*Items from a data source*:

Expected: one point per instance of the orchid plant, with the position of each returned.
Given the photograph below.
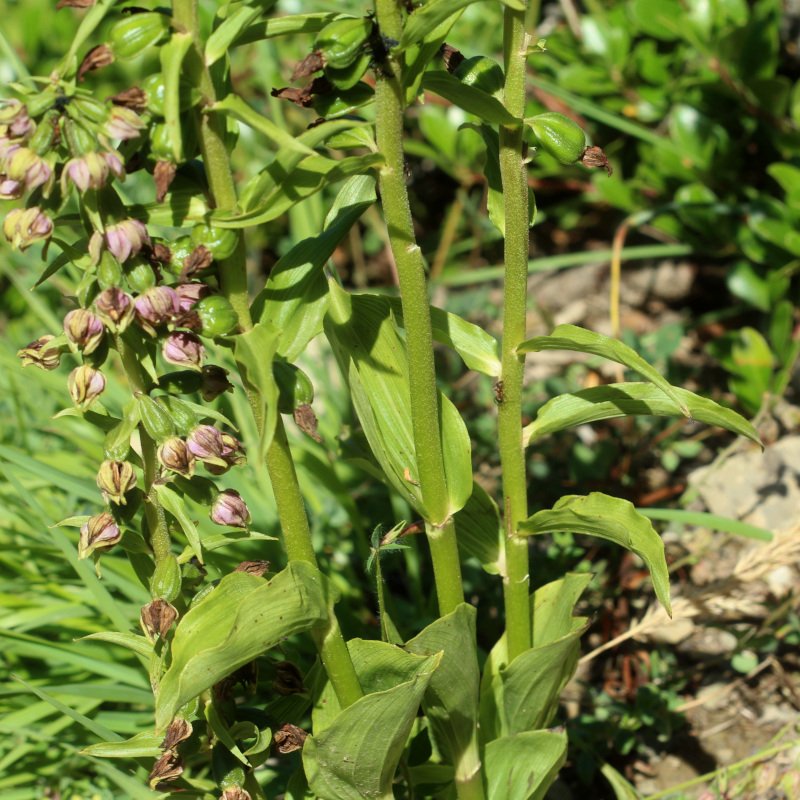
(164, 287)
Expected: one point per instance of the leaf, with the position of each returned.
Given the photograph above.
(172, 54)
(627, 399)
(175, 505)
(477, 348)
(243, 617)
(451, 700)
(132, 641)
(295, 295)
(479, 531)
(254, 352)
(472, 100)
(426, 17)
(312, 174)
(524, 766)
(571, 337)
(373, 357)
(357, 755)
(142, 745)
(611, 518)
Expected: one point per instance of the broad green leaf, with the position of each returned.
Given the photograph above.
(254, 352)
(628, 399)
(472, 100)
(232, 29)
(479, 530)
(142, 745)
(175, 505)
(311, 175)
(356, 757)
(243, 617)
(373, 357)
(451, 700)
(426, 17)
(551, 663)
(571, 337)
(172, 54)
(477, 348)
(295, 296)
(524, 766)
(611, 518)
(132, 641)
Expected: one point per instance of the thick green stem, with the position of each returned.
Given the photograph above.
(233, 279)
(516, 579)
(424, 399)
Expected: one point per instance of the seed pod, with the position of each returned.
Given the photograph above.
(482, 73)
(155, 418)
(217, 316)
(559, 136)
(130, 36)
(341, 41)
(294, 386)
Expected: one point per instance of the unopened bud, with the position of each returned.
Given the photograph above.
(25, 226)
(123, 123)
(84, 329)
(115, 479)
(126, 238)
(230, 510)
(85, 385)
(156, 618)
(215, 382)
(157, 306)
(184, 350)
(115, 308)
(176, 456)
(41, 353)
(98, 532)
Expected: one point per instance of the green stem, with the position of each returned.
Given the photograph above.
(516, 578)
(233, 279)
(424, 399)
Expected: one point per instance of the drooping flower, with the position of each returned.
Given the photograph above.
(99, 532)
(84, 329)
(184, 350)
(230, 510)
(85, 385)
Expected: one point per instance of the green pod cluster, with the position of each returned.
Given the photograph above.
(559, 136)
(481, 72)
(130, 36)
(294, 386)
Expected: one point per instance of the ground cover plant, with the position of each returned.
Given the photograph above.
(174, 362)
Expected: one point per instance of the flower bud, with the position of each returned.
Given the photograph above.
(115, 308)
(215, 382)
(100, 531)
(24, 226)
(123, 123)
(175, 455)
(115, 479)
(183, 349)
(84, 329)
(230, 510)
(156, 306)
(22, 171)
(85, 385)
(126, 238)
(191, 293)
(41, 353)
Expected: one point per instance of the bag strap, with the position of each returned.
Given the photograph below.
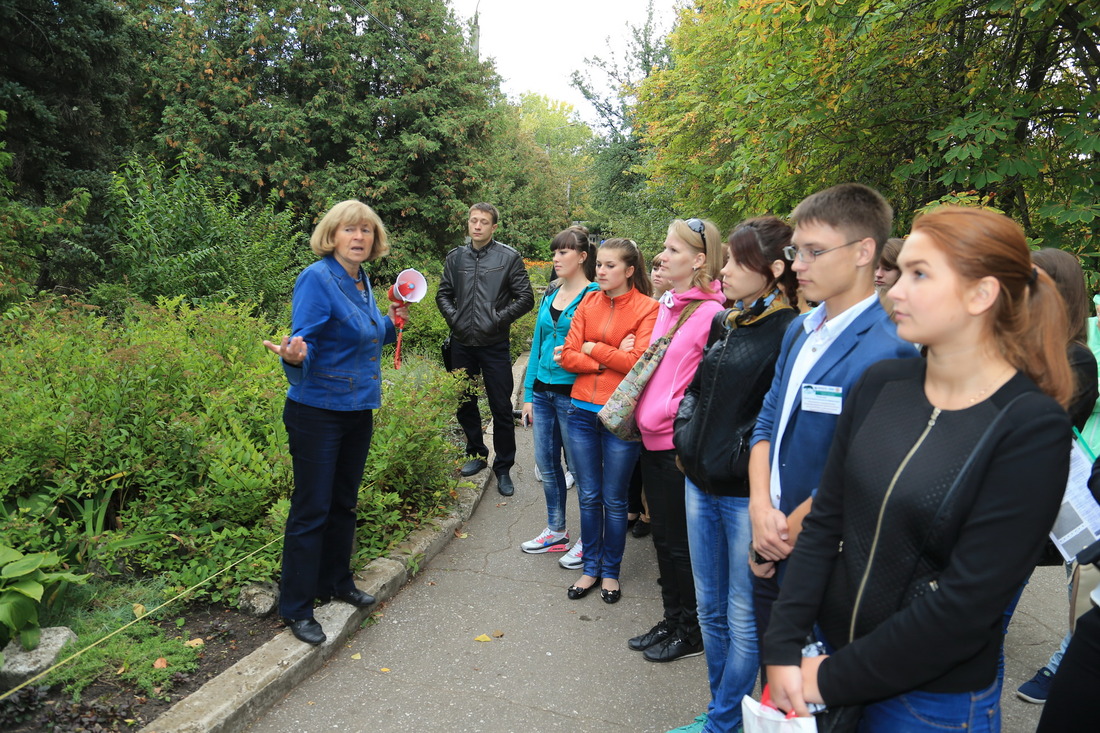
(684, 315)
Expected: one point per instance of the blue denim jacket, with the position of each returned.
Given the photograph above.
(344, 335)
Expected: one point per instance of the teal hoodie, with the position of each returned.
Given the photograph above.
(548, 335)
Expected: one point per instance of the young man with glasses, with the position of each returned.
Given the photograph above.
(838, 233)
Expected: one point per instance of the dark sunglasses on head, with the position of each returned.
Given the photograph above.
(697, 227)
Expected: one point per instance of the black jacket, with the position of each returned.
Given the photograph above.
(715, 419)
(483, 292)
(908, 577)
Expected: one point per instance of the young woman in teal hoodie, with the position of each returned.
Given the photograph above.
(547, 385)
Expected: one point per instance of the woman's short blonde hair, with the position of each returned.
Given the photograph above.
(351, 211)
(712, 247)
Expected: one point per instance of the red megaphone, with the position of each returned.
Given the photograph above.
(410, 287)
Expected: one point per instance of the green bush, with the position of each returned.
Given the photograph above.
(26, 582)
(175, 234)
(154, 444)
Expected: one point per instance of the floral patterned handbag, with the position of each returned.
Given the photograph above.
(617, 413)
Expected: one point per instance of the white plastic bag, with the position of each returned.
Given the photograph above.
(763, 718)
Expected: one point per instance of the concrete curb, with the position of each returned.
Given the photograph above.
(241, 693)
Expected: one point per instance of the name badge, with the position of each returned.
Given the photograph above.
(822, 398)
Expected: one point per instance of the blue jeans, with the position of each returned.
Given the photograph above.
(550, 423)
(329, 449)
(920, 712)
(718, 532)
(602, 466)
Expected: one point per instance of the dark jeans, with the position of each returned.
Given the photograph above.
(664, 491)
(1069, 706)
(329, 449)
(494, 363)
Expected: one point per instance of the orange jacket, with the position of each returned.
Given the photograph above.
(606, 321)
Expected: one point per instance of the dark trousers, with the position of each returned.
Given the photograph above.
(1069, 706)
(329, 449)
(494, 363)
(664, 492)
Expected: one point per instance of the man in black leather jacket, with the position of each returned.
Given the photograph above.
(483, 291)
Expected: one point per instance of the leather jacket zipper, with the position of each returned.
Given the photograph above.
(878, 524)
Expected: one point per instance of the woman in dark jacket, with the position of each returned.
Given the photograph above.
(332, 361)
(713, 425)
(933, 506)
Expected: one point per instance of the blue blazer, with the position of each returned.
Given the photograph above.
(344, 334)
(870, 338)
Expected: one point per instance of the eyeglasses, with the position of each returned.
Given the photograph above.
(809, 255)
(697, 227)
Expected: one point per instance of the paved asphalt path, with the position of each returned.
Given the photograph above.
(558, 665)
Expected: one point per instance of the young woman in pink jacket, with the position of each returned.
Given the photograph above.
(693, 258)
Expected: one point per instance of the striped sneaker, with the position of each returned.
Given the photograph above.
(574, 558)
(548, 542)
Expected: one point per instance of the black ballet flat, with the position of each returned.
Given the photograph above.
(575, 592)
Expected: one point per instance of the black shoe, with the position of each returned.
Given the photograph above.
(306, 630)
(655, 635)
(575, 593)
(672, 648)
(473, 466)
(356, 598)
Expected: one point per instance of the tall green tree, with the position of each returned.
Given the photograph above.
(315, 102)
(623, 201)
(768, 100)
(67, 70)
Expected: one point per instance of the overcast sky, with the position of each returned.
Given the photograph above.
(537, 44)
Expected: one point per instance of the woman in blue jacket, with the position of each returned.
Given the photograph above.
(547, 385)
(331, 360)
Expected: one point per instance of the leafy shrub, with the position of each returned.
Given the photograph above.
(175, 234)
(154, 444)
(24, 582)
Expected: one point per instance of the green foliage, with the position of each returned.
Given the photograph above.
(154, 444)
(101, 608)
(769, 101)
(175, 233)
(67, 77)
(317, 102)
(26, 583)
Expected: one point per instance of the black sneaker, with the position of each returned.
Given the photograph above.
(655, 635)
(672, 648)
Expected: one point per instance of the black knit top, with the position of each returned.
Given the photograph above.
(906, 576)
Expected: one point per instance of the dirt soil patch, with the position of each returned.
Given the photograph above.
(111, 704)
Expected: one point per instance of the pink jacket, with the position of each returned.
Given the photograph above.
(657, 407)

*Problem statement*: Reproduce the full material exactly, excluding the pictures.

*Worked solution*:
Expected: one point per instance of the orchid plant, with the position of each returned.
Given the photograph below.
(164, 287)
Expected: one point per instance of the leaf, with the position of each returned.
Given the photograph above.
(172, 54)
(627, 399)
(175, 505)
(477, 348)
(243, 617)
(451, 700)
(132, 641)
(295, 295)
(479, 531)
(254, 352)
(472, 100)
(426, 17)
(312, 174)
(524, 766)
(571, 337)
(373, 357)
(357, 755)
(142, 745)
(611, 518)
Expected: one point per instance of the broad green leaf, with the position of each returned.
Given the photograph above.
(254, 352)
(628, 399)
(472, 100)
(232, 29)
(479, 530)
(142, 745)
(175, 505)
(311, 175)
(356, 757)
(243, 617)
(373, 357)
(451, 700)
(426, 17)
(551, 663)
(571, 337)
(172, 54)
(477, 348)
(295, 296)
(524, 766)
(611, 518)
(132, 641)
Expected: one point per instance of the thick green stem, with the position of each returned.
Given the photograph above.
(233, 279)
(516, 579)
(424, 399)
Expected: one point per instance of the seed pod, with the position of each returned.
Given the photograph above.
(482, 73)
(155, 418)
(217, 316)
(559, 136)
(130, 36)
(341, 41)
(294, 386)
Expected: one point per instance of the unopened bud, with the position of each returned.
Given the photograph above.
(25, 226)
(123, 123)
(84, 329)
(115, 479)
(126, 238)
(230, 510)
(85, 385)
(156, 618)
(215, 382)
(157, 306)
(184, 350)
(115, 308)
(176, 456)
(41, 353)
(98, 532)
Expected: one point per instance of the green stem, with the position of each returned.
Given the photograph above.
(516, 578)
(233, 279)
(424, 399)
Expected: one point per instance of the drooping flower, with the position of each returned.
Given the photograph above.
(99, 532)
(84, 329)
(184, 350)
(230, 510)
(85, 385)
Expected: one point per instance of the green pod cluster, with the position of each returned.
Given the photograph above.
(559, 136)
(481, 72)
(130, 36)
(294, 386)
Expected: one point per instance of the ground cover plant, with the position of each returned.
Given the photograph above.
(174, 362)
Expected: one point per instance of the flower bud, with the position of each returned.
Given the photograph above.
(115, 308)
(215, 382)
(100, 531)
(24, 226)
(123, 123)
(175, 455)
(115, 479)
(183, 349)
(84, 329)
(230, 510)
(156, 306)
(22, 171)
(85, 385)
(126, 238)
(191, 293)
(41, 353)
Expected: one point per instance of the bag strap, with the position of each returned.
Given the photograph below.
(684, 315)
Expected: one point per instance of the blue denim jacket, with the position of each returned.
Given the photograph above.
(344, 335)
Expected: one point per instance of the teal hoodie, with the position of each returned.
Given the photograph above.
(548, 335)
Expected: one point per instance of the young man with glasses, with the position of each returned.
Given the photograph above.
(838, 233)
Expected: one point per instance of the dark sunglasses on head, with the position of each returned.
Given the photograph above.
(697, 227)
Expected: one point per instance of the black jacket, with the position of each returned.
Given the photograph above.
(715, 419)
(483, 292)
(908, 577)
Expected: one point per instance of the young woman in teal hoodie, with the position of each returned.
Given the photograph above.
(547, 385)
Expected: one point per instance of the woman's short blonde hair, with the position of each returned.
Given the photograph above.
(351, 211)
(712, 247)
Expected: one point per instance of the red megaphone, with the position of each returned.
Given the photograph above.
(410, 287)
Expected: one point per instance of the green bush, with the position of each returned.
Given the photograph above.
(26, 582)
(175, 234)
(154, 444)
Expected: one point per instance of the floral patterned handbag, with the position of each returned.
Given the photograph above.
(617, 413)
Expected: one point per instance of the white plastic bag, with the position of each returned.
Given the photograph above.
(763, 718)
Expected: one point per instance of the concrete curb, with the position of each returned.
Given the photograph above.
(241, 693)
Expected: one point per instance of the name badge, with the position of each returned.
Given the photograph above.
(822, 398)
Expected: one point per instance of the blue jeans, with the position of each returned.
Given the photograph above.
(550, 423)
(329, 449)
(920, 712)
(718, 532)
(602, 466)
Expected: one point per instance of the dark jeans, with the position of each returned.
Given the photograph above.
(664, 491)
(1069, 706)
(329, 449)
(494, 363)
Expected: one point per instance of the orange jacket, with the position of each returned.
Given the photograph above.
(606, 321)
Expected: one point per instance of the dark trousers, with the position of each returned.
Given the photograph above.
(1069, 706)
(329, 449)
(494, 363)
(664, 492)
Expected: one point per instance of the man in black leather jacket, with the position of each returned.
Given the photograph above.
(483, 291)
Expected: one point per instance of the leather jacket zipper, with the position of each returned.
Given the photograph above.
(878, 524)
Expected: one point per instance of the woman in dark jacket, with the position of each returned.
Given the photograph above.
(332, 361)
(713, 425)
(933, 506)
Expected: one point per instance of the blue blazer, with the position of each returned.
Given the photograph above.
(344, 334)
(870, 338)
Expected: one point per instance of the eyeglasses, with the position of each returned.
Given the photograph above.
(809, 255)
(697, 227)
Expected: one point per instance of the paved asphalt path, with the position of each returned.
Given the photograph above.
(558, 665)
Expected: one point per instance of the young woman in pink jacket, with the position of each returned.
Given the photograph above.
(693, 258)
Expected: one point per instance of the striped sneaker, with the position of each returned.
Given the photograph above.
(574, 558)
(548, 542)
Expected: one point per instance of the black ballet flat, with the position of each returned.
Given the photograph above.
(575, 592)
Expected: one point per instance of the black shoe, with the position of each returned.
Given the photograph above.
(306, 630)
(655, 635)
(575, 593)
(672, 648)
(473, 466)
(356, 598)
Expected: one point per instance of the tall green tree, with the position of each returned.
Given the photograph above.
(315, 102)
(623, 201)
(768, 100)
(67, 70)
Expected: one point per instance of the overcast sky, with the position of each returned.
Given the photograph above.
(537, 44)
Expected: one point per instance of the woman in blue jacket, with the position of each returned.
Given the photograph above.
(547, 385)
(331, 360)
Expected: one point per instance of the leafy shrub, with the position of each returned.
Given the photograph above.
(175, 234)
(154, 444)
(24, 582)
Expected: one point per instance of the green foliage, with the position of each returned.
Given the photograph above.
(154, 444)
(101, 608)
(769, 101)
(175, 233)
(67, 77)
(317, 102)
(26, 583)
Expected: one point per instance of the black sneaker, with the position of each returned.
Given the photograph above.
(655, 635)
(672, 648)
Expected: one point per instance of the black knit top, with the position of each returned.
Given the photograph above.
(906, 576)
Expected: one point per instance of the dirt soil patch, with the position of each returned.
Given the photograph above.
(111, 704)
Expected: one point per instance of the pink jacket, with the position of each returned.
Given the photograph above.
(657, 407)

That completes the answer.